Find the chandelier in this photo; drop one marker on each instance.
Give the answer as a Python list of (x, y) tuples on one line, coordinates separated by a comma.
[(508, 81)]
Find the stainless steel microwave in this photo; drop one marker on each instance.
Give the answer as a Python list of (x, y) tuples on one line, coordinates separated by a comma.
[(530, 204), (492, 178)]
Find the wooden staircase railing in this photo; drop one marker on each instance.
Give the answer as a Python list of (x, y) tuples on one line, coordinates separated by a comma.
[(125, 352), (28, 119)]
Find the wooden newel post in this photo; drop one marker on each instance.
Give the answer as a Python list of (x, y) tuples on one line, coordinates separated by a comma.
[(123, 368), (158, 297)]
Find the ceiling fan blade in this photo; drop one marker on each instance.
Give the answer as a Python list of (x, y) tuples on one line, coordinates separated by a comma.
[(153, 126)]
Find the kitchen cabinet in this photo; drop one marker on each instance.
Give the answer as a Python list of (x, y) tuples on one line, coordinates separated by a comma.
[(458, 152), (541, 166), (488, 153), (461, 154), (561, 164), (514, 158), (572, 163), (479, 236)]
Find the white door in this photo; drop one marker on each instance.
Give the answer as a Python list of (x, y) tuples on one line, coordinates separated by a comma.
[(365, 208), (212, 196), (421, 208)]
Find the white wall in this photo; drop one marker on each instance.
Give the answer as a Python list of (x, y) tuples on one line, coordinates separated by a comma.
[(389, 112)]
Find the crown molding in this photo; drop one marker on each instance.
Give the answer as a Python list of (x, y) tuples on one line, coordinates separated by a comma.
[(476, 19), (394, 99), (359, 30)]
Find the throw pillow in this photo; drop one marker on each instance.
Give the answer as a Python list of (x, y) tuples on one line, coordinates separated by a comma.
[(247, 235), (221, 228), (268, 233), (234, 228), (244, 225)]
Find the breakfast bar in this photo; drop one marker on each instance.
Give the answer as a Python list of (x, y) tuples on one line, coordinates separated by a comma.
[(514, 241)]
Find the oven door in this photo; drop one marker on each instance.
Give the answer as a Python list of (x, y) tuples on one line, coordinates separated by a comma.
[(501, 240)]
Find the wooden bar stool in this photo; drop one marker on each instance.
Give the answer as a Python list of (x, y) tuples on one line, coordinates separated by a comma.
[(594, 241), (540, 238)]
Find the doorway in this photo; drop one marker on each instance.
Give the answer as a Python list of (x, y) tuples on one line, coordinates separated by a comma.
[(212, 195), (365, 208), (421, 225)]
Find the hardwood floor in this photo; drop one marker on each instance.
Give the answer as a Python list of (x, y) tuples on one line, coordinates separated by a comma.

• _Your instructions_:
Copy the lines above again, from the line containing "Find the ceiling" through the line containing "[(594, 241), (540, 238)]", keeping the requests and lowering every coordinate in the answers by 7.

• _Result of this task_:
Find the ceiling fan blade in this photo; drop one marker on each instance.
Give the answer as a Python list of (x, y) tuples on one line, coordinates separated by a comma.
[(146, 119)]
Find the kitchen cabinet in this photo; drop one marker on each instance.
Give the answer as a Python list of (x, y) tuples on one line, coordinates separated by a comma.
[(451, 145), (534, 159), (481, 146), (454, 147), (554, 157), (507, 151), (565, 156), (472, 229)]
Find the white door in this photo; drop one marker on each instance.
Give the answer as a Python list of (x, y) tuples on one line, coordinates separated by a comma.
[(358, 201), (205, 189), (414, 201)]
Find the white wall in this photo; drop one marker on each instance.
Give the answer as a Python list of (x, y) tuples on one line, coordinates separated by a comma.
[(382, 105)]
Find the crown molding in this photo; drop one marker on each instance.
Give the answer as a Python list of (x, y) tuples on one line, coordinates separated by a comma.
[(469, 12), (387, 92), (352, 23)]
Find the throw pillow in this photo; drop one marker on each instance.
Give the answer as a Python list of (x, y) tuples on one line, coordinates separated by a comma.
[(240, 228), (214, 221), (261, 226), (227, 221), (237, 218)]
Find the breakfast bar in this photo; drop one marker on each instance.
Give the answer as a Python list of (x, y) tuples on one line, coordinates separated by a comma.
[(507, 234)]
Find the oven door in this photo; drop one marker on each instance.
Give the answer as a Python list of (x, y) tuples on one line, coordinates separated by a comma.
[(494, 233)]
Find the wooden bar stool in this photo; drop one marker on each instance.
Give the answer as a Python list of (x, y) tuples on one line, coordinates separated by a comma.
[(587, 234), (533, 231)]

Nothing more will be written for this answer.